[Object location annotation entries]
• • •
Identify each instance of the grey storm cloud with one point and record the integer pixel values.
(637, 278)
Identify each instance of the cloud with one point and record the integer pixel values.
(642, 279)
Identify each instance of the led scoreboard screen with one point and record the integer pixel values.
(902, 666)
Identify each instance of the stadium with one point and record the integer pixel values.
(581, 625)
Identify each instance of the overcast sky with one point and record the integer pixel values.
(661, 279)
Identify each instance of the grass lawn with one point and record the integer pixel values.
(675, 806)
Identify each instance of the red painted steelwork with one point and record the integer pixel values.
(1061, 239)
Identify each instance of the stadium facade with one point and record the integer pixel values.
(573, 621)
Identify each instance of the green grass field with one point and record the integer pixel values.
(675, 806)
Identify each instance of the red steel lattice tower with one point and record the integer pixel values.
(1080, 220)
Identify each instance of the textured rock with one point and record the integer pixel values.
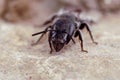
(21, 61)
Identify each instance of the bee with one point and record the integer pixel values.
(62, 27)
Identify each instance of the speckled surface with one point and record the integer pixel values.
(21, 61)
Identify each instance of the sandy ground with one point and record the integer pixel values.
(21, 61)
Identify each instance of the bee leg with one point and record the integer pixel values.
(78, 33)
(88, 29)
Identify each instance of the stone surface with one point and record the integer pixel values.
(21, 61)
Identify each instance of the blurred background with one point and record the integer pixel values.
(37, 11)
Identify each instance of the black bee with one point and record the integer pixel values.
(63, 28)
• • •
## OBJECTIVE:
Recast every line of the entries above as a Markdown table with the columns "Row" and "Entry line," numbering the rows and skipping blank lines. Omit the pictures from the table.

## EXPECTED OUTPUT:
| Row | Entry line |
|---|---|
| 1 | Identify each instance of the grey storm cloud with one point and record the integer pixel values. |
| 2 | (637, 278) |
| 3 | Identify each instance of the cloud with one point and record the integer pixel values. |
| 4 | (642, 279) |
| 5 | Identify each instance of the led scoreboard screen with one point and record the integer pixel values. |
| 6 | (902, 666) |
| 7 | Identify each instance of the stadium with one point and record the integer pixel values. |
| 8 | (581, 625) |
| 9 | Identify each instance of the overcast sky with one point and record the integer pixel values. |
| 10 | (661, 279) |
| 11 | Identify each instance of the grass lawn with one point and record the integer pixel values. |
| 12 | (675, 806) |
| 13 | Identify each instance of the red painted steelwork with one point and record the integer pixel values. |
| 14 | (1061, 239) |
| 15 | Identify each instance of the stadium facade with one point and record the integer pixel values. |
| 16 | (573, 621) |
| 17 | Identify each instance of the green grass field with one point and record the integer pixel values. |
| 18 | (675, 806) |
| 19 | Identify each instance of the red steel lattice tower with one point and record the integer pixel values. |
| 20 | (1080, 220) |
| 21 | Identify each instance of the textured rock with one point and record the integer pixel values. |
| 22 | (21, 61) |
| 23 | Identify each instance of the bee with one point and record the integer pixel values. |
| 24 | (62, 27) |
| 25 | Identify each instance of the speckled surface with one point and record the integer pixel values. |
| 26 | (21, 61) |
| 27 | Identify each instance of the sandy ground with one point and record the integer pixel values. |
| 28 | (21, 61) |
| 29 | Identify each instance of the bee leg with one point and record the integer pixel values. |
| 30 | (78, 33) |
| 31 | (88, 29) |
| 32 | Identify each instance of the stone surface with one point and record the integer pixel values. |
| 33 | (21, 61) |
| 34 | Identify each instance of the blurred background with one point and record the integer pixel values. |
| 35 | (37, 11) |
| 36 | Identify each instance of the black bee with one point and record the integer pixel values. |
| 37 | (63, 28) |